◆ What you need to do: Could you give all the records below as a JSON list of strings, one string per line and with blank lines left out? Keep the pictures out of the answer.

◆ Material provided:
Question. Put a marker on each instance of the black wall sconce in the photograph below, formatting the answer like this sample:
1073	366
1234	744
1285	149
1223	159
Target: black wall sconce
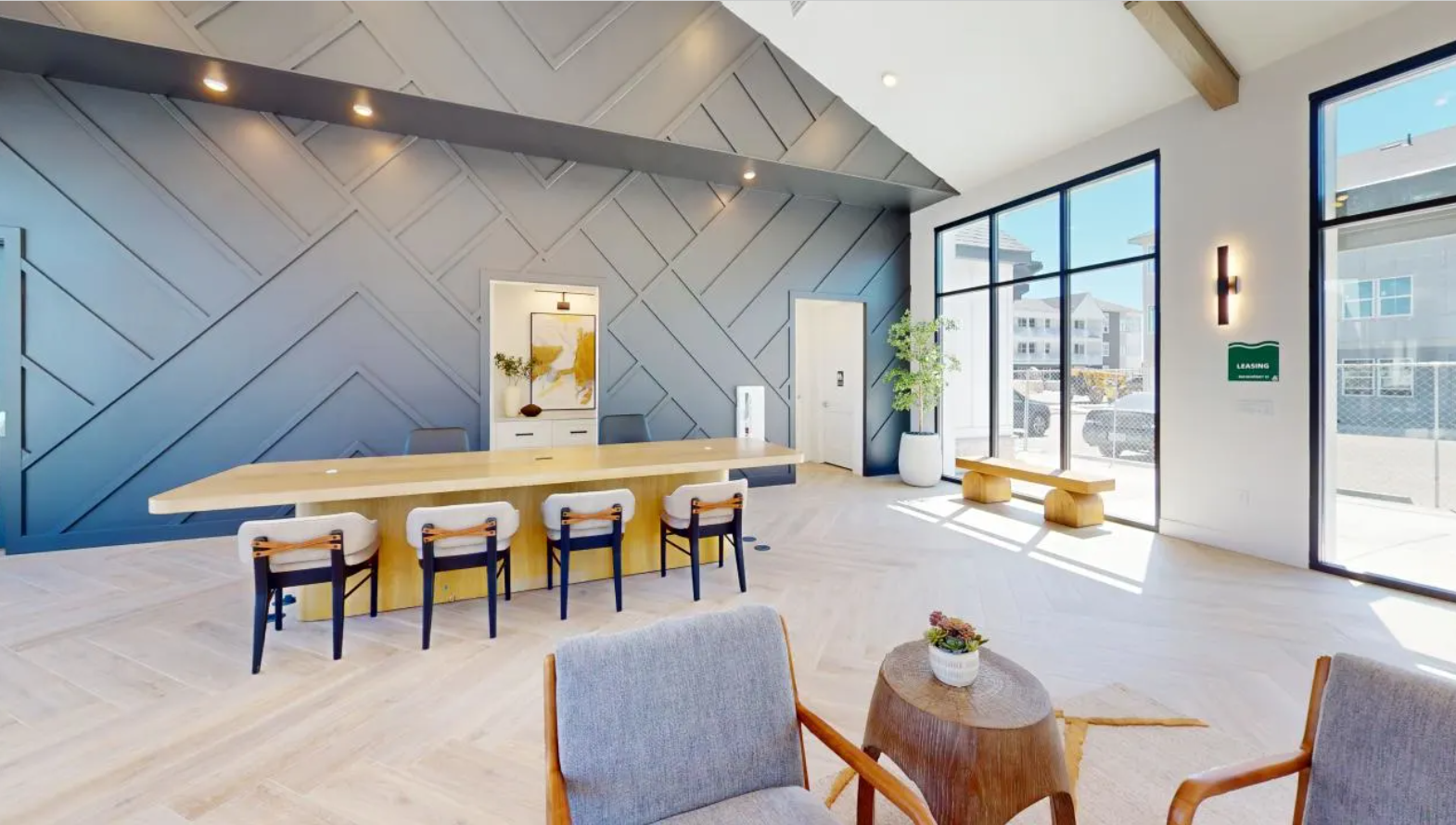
564	304
1225	286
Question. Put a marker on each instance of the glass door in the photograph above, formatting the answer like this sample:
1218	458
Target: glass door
1385	267
1056	300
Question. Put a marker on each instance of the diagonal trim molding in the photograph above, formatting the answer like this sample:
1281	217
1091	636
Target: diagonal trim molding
344	270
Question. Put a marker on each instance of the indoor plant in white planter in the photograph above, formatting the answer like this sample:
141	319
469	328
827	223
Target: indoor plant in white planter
917	385
516	370
955	649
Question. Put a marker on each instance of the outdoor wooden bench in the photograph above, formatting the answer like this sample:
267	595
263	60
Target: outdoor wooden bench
1073	501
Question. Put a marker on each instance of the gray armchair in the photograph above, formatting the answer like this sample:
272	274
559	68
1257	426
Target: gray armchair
689	722
1378	751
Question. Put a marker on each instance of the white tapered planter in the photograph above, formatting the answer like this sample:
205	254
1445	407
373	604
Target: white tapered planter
955	669
921	459
511	402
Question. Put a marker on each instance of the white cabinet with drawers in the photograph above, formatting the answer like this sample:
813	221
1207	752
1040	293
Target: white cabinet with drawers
520	434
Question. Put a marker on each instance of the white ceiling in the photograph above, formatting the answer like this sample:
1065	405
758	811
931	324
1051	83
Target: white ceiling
989	86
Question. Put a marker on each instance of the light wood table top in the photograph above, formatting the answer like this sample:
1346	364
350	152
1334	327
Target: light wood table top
342	479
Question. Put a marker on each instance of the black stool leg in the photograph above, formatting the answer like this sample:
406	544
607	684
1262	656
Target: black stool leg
373	585
490	585
692	553
260	626
616	569
427	603
338	608
743	579
565	577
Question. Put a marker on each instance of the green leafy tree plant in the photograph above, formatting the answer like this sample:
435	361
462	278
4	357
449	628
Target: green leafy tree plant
954	635
514	367
921	380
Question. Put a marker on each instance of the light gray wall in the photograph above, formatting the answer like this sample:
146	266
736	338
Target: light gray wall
209	287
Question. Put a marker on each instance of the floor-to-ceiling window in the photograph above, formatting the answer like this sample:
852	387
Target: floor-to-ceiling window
1384	243
1056	300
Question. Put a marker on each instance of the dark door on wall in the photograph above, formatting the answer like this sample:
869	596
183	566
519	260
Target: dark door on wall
12	446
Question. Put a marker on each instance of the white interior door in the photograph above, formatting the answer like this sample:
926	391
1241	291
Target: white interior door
830	357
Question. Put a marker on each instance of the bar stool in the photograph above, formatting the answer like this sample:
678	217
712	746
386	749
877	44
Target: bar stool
585	521
457	537
705	511
309	551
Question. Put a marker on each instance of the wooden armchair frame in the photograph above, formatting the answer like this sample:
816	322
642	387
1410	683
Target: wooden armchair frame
558	807
1218	781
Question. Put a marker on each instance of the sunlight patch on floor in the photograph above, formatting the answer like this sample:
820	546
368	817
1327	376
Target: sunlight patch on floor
1111	554
1420	626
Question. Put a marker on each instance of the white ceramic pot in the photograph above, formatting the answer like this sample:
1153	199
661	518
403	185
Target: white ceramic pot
955	669
921	459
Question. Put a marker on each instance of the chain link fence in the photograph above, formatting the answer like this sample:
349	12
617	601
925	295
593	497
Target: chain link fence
1395	429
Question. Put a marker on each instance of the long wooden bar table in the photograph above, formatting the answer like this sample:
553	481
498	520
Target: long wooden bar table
388	488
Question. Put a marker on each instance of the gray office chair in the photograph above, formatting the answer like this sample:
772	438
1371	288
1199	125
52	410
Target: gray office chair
437	439
623	429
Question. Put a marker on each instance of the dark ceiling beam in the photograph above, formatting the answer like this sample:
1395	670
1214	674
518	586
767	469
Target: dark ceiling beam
82	57
1193	51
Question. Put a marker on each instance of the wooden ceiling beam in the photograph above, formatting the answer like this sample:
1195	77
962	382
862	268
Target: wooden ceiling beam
1193	51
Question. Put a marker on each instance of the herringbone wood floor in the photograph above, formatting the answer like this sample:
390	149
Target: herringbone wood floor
125	696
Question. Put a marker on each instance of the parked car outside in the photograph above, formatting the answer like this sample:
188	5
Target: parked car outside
1029	415
1126	425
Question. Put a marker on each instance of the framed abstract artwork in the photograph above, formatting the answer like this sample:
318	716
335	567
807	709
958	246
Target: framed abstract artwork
564	362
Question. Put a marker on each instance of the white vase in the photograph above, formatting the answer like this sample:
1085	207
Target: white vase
921	459
511	402
955	669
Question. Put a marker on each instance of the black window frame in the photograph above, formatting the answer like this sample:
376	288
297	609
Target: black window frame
1320	309
1063	273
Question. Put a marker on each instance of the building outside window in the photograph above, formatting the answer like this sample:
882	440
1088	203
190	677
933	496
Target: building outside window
1054	297
1384	297
1384	173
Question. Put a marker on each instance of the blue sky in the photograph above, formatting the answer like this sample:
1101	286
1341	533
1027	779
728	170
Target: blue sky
1414	107
1108	212
1104	217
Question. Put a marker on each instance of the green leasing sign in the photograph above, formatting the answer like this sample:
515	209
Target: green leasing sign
1254	362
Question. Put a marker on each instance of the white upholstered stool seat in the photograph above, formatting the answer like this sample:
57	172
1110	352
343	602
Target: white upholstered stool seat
360	540
460	517
720	515
440	552
677	507
585	533
585	502
299	552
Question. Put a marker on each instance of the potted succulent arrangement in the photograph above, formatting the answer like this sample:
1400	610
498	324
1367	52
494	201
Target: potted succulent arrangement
919	385
955	649
516	370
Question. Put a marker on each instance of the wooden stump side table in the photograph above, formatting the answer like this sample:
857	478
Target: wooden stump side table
981	754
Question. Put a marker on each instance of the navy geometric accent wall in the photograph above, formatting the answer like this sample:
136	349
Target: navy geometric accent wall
206	287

◆ Worked solution:
[
  "Question. Put a marker on each instance of the black wall sconce in the photograph below, formatting the answer like this sample:",
  "1073\t366",
  "1234\t744",
  "1285\t149",
  "1223\t159",
  "Target: black wall sconce",
  "564\t304",
  "1225\t286",
  "Question. Put a marker on each instance of the glass door in the photograph above, formatting the answer like this sample:",
  "1218\t458",
  "Target: glass door",
  "1385\t267",
  "1056\t300",
  "Question. Put a marker on each instance of the diagonal trim molding in the photograph above, formatting the answer like this sample:",
  "1281\t217",
  "1091\t636",
  "Target: diagonal trim molding",
  "344\t270",
  "Question. Put a marker on each instance of the indoor plant in white planter in the photograph above, formatting the answer like this sample:",
  "141\t319",
  "469\t328",
  "827\t223",
  "Target: indoor plant in white planter",
  "917\t385",
  "516\t370",
  "955\t649",
  "Question. Put a marker on each instance of the outdoor wooden bench in the photograph above, formatting the answer like this sample:",
  "267\t595",
  "263\t60",
  "Target: outdoor wooden bench",
  "1073\t501",
  "Question. Put a marker on each instance of the gray armchair in the photograph above, formatting the answer like this sample:",
  "272\t274",
  "559\t68",
  "1257\t426",
  "Target: gray armchair",
  "689\t722",
  "1378\t751",
  "Question. Put a marker on each instance of the white tapered planter in the photograph above, formatting the answer like this sample:",
  "205\t254",
  "1445\t407",
  "373\t604",
  "Target: white tapered planter",
  "955\t669",
  "921\t459",
  "511\t402",
  "Question. Put a marker on each instance of the white cabinet with drawers in the photograph above, formatting the answer like this sample:",
  "813\t221",
  "1207\t752",
  "1040\t293",
  "Target: white cabinet with drawers",
  "520\t434",
  "Question. Put a marker on each instance of the white ceiling in the photograph above, formatting the answer like this sample:",
  "1065\t405",
  "758\t811",
  "931\t324",
  "1051\t83",
  "Target: white ceiling",
  "989\t86",
  "Question. Put a marker on each instance of the light wood table top in the photograph above, formatting the answer like this sample:",
  "1346\t364",
  "350\t152",
  "1334\t327",
  "Target: light wood table top",
  "342\t479",
  "Question. Put a marker on each instance of the black stool leg in the photograph above, formatting the answer like this sample:",
  "406\t544",
  "607\t684",
  "1262\t656",
  "Target: black stool leg",
  "373\t585",
  "490\t585",
  "692\t553",
  "260\t626",
  "616\t569",
  "427\t603",
  "338\t608",
  "743\t579",
  "565\t577",
  "Question. Put a marker on each instance of the green leafy tree plant in the photograph above, formatting the answer like this sample:",
  "435\t361",
  "462\t278",
  "4\t357",
  "449\t628",
  "Target: green leafy tree plant",
  "954\t635",
  "514\t367",
  "921\t380",
  "Question. Put a marker on each instance of the light gray wall in the photograph above, formatting the answer like this sample:",
  "146\t266",
  "736\t338",
  "Target: light gray wall",
  "209\t287",
  "Question. Put a marker on each instance of the floor-to-ceiling window in the photograph above, formatting the answer like this sample:",
  "852\t387",
  "Target: floor-to-ceiling window",
  "1384\t243",
  "1056\t300",
  "Question. Put a marker on each instance of the dark door on wall in the photograph above, formatting the answer like this sample:",
  "869\t596",
  "183\t566",
  "519\t260",
  "Target: dark door on wall",
  "12\t446",
  "Question. Put a marker on each instance of the white interior door in the photograph above, formatting the answer like this sample:",
  "926\t391",
  "1241\t291",
  "Target: white interior door",
  "830\t357",
  "Question. Put a marker on each instance of the bar stool in the photograph above, formatting the answer like this sample:",
  "678\t217",
  "712\t746",
  "386\t749",
  "877\t44",
  "Target: bar stool",
  "585\t521",
  "457\t537",
  "705\t511",
  "309\t551",
  "Question. Put a marker on each instance of the wooden armchair frame in the photograph above, formatting the answer like this sample:",
  "816\t322",
  "642\t387",
  "1410\t683",
  "Target: wooden armchair frame",
  "558\t807",
  "1218\t781",
  "Question. Put a marker on each instance of the sunlight patch on floor in the photograph above, formatting the answer like this sample:",
  "820\t546",
  "368\t817",
  "1327\t376",
  "Target: sunlight patch on floor",
  "1111\t554",
  "1420\t626",
  "Question. Put a marker on each instance of the white ceramic pot in the photograph above, formatting the answer like this sample:",
  "1153\t199",
  "661\t518",
  "403\t185",
  "Target: white ceramic pot",
  "955\t669",
  "921\t459",
  "Question. Put a marker on each instance of the chain link fence in the photograph above, formatting the answer like this sample:",
  "349\t12",
  "617\t601",
  "925\t295",
  "593\t497",
  "Target: chain link fence",
  "1395\t429",
  "Question. Put a marker on each instance of the long wooden bar table in the photograph above, formatting the answer like this sample:",
  "553\t481",
  "498\t520",
  "Target: long wooden bar table",
  "388\t488",
  "Question. Put a marker on each instance of the gray office chair in the photograph above, formatting the answer like this sample:",
  "772\t438",
  "1371\t288",
  "1199\t125",
  "52\t410",
  "Target: gray office chair",
  "437\t439",
  "623\t429",
  "Question. Put a marker on each instance of the dark ceiling beam in the photograph above, formatting the answer like this sample:",
  "1395\t670",
  "1214\t674",
  "518\t586",
  "767\t469",
  "Target: dark ceiling beam",
  "82\t57",
  "1193\t51",
  "Question. Put a marker on each instance of the wooden ceiling beam in the photograph above, formatting the answer like this sample:",
  "1195\t77",
  "962\t382",
  "862\t268",
  "Target: wooden ceiling beam",
  "1193\t51",
  "Question. Put a marker on each instance of the herringbone wood floor in the photograph above, formatting the answer like this sample:",
  "390\t149",
  "Target: herringbone wood floor",
  "125\t696",
  "Question. Put a marker on each instance of the parked car outside in the photograph above, formatting the answer like this sample:",
  "188\t5",
  "Target: parked car outside",
  "1029\t415",
  "1126\t425",
  "Question. Put a marker on each instance of the framed abstract artwork in the photograph above, formatting the answer like this sample:",
  "318\t716",
  "335\t567",
  "807\t709",
  "958\t246",
  "Target: framed abstract artwork",
  "564\t362",
  "Question. Put a marker on each instance of the white vase in the photograph above, formatting the answer like this sample:",
  "1085\t207",
  "Target: white vase",
  "921\t459",
  "511\t402",
  "955\t669",
  "Question. Put a marker on each instance of the black window frame in the photograph above, formatting the answer like this sample:",
  "376\t288",
  "297\t609",
  "Target: black window frame",
  "1320\t309",
  "1063\t273",
  "Question. Put a marker on each instance of the building outside window in the photograph above, formatting the answer like this sample:",
  "882\t440",
  "1088\t203",
  "190\t677",
  "933\t496",
  "Target: building outside window",
  "1054\t297",
  "1384\t297",
  "1384\t173",
  "Question. Put a marker on each instance of the blue sky in the photograph above, formatting the answer like this sample:",
  "1101\t286",
  "1341\t533",
  "1027\t779",
  "728\t170",
  "Target: blue sky",
  "1414\t107",
  "1108\t212",
  "1104\t217",
  "Question. Put a marker on each instance of the green leasing sign in the photograph above, formatting the answer like this sample:",
  "515\t209",
  "Target: green leasing sign",
  "1254\t362",
  "Question. Put a marker on each instance of the white upholstered stool seat in the photograph above, formatting the answer like this sample:",
  "57\t172",
  "1110\t352",
  "343\t602",
  "Target: white upholstered stool seat",
  "360\t540",
  "460\t517",
  "720\t515",
  "440\t552",
  "677\t507",
  "585\t533",
  "585\t502",
  "299\t552",
  "Question. Put a marker on each instance of the potted succulent arrangement in the photograph above, formatting the answer like this sample:",
  "1400\t610",
  "498\t324",
  "1367\t52",
  "494\t201",
  "Target: potted succulent arrangement",
  "919\t385",
  "955\t649",
  "516\t370",
  "Question. Put a marker on each instance of the wooden stump side table in the photograph above, formatting the answer like this sample:",
  "857\t478",
  "Target: wooden stump side table",
  "981\t754",
  "Question. Put a marker on each instance of the navy geometric accent wall in the photograph above, formatting the answer like this sample:",
  "136\t349",
  "Target: navy geometric accent wall",
  "206\t287"
]